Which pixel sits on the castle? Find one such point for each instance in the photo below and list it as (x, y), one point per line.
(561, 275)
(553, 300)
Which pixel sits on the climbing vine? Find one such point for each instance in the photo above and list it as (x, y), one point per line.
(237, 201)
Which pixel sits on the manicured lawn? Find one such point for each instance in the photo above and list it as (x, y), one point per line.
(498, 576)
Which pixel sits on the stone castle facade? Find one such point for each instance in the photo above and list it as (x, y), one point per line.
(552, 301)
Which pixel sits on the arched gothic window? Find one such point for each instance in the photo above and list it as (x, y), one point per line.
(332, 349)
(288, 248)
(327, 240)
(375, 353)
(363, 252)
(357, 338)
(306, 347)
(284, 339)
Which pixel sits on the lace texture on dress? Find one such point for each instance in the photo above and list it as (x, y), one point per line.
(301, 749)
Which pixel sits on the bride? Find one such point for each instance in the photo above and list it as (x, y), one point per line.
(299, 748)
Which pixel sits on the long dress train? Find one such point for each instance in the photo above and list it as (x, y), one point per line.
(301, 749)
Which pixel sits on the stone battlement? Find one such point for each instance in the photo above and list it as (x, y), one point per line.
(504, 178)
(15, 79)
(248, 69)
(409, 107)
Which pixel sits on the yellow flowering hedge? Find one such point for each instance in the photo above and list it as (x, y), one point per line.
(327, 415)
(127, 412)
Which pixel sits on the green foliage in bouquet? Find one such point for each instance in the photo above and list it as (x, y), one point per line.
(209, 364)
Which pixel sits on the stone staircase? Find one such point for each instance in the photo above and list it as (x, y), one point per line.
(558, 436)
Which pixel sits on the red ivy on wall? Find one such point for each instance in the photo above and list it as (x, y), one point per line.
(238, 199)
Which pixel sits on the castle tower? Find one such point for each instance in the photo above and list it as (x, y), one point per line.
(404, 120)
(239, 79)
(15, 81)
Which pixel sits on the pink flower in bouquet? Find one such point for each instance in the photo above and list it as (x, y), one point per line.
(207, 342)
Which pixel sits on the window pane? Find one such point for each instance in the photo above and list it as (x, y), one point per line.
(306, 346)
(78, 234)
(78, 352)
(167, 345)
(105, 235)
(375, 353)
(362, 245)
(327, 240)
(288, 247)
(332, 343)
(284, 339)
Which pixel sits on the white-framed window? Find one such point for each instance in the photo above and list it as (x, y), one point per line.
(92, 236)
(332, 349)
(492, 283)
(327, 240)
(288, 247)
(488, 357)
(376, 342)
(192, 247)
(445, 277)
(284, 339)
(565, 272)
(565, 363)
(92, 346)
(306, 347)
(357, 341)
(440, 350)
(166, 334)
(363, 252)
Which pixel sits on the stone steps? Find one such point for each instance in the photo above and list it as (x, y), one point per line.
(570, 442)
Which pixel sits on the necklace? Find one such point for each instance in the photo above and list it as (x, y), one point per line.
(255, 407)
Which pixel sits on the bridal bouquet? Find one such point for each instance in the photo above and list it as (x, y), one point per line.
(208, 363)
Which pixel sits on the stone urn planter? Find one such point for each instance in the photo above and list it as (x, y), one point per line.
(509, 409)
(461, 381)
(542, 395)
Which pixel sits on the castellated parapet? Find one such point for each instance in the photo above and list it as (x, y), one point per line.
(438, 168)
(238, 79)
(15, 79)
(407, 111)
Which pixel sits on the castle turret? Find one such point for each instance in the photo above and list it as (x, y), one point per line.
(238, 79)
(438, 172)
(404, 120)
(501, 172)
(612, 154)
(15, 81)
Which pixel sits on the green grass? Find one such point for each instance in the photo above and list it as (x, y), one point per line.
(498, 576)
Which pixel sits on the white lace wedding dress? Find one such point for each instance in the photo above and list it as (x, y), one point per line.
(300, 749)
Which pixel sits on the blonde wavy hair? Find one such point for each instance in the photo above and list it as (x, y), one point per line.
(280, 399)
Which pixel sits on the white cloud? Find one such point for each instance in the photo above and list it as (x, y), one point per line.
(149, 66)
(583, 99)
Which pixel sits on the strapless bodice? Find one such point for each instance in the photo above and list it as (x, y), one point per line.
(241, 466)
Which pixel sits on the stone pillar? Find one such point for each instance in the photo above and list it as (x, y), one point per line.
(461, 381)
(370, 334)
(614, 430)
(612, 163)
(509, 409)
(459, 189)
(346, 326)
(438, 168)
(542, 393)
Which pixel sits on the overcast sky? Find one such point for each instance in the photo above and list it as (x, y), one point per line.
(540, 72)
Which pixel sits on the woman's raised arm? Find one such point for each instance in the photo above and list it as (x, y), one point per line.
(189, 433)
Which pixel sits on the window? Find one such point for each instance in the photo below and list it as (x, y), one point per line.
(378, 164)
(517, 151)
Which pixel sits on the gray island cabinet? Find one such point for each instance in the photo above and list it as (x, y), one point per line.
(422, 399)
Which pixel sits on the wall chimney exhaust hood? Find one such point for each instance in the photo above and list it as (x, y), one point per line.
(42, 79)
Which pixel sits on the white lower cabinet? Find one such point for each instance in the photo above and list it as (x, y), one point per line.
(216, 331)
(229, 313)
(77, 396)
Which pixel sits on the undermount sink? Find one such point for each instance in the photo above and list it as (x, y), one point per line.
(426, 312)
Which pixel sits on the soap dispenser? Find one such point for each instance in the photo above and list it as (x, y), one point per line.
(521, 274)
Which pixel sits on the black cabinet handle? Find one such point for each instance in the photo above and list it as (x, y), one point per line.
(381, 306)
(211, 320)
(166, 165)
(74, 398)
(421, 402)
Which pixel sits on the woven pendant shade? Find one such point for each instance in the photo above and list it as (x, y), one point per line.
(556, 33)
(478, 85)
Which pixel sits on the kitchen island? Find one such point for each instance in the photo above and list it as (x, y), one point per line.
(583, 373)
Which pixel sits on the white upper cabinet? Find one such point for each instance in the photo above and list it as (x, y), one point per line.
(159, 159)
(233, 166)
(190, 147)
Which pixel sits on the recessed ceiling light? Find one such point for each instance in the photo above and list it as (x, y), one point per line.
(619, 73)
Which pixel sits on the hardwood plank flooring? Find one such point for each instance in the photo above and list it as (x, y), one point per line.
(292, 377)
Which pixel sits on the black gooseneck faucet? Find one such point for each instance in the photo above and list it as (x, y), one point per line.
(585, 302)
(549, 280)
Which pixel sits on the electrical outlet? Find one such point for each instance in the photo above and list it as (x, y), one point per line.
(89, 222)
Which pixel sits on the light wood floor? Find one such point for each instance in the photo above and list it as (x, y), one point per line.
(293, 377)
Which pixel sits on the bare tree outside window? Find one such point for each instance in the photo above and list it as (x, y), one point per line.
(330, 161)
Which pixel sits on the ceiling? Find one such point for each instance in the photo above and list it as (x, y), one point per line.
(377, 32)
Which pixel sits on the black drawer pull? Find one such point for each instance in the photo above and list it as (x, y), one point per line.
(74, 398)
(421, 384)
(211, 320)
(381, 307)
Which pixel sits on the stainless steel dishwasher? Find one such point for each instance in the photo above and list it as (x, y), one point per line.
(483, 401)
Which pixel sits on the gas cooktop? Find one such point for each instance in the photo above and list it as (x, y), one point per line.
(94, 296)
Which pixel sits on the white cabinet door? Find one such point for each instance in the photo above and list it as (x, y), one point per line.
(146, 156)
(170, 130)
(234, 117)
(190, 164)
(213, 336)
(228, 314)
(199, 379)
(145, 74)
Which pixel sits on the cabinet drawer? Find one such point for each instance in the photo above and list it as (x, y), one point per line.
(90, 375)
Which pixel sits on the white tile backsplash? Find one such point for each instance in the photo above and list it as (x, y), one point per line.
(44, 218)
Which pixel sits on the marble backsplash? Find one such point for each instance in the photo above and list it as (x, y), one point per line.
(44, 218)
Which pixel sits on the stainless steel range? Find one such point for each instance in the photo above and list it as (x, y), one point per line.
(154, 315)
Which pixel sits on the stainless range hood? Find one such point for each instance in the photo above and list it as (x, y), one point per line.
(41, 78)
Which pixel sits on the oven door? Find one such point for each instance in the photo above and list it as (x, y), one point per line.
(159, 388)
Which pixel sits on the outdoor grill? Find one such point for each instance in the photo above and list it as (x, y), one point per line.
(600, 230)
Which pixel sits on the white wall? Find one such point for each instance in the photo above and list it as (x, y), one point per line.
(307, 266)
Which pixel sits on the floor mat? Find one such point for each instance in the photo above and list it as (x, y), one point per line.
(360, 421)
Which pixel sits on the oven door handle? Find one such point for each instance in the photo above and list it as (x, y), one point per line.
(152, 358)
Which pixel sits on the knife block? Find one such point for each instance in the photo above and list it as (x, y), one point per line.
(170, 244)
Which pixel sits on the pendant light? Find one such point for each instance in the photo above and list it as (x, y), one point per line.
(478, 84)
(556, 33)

◆ HOW TO COMPLETE THIS TASK ◆
What you write should match, character for character, the lines from the one with "Which pixel sits on the oven door?" to the end of the data, both included.

◆ SOLUTION ◆
Which pixel sits on the oven door? Find one such point for each instance in the photo above and list it as (x, y), one point per line.
(159, 388)
Which pixel sits on the outdoor grill? Find one such point for each instance in the photo above and list it as (x, y), one point per line.
(600, 230)
Which pixel sits on the white wall? Find one such point for each instance in the photo above and list it as (x, y), one point per line.
(307, 266)
Which pixel sits on the floor mat? Find one such point for each instance in the photo above and list it as (x, y), one point per line.
(360, 421)
Which pixel sits on the oven door handle? Find one such point for each instance in the photo above and list it as (x, y), one point per line.
(152, 358)
Which pixel sits on the knife block? Find one such point for each instance in the photo above and list it as (x, y), one point per line.
(170, 244)
Which pixel sits on the pendant light? Find one such point for each instance in the photo above and list it as (x, y), one point per line.
(478, 84)
(556, 33)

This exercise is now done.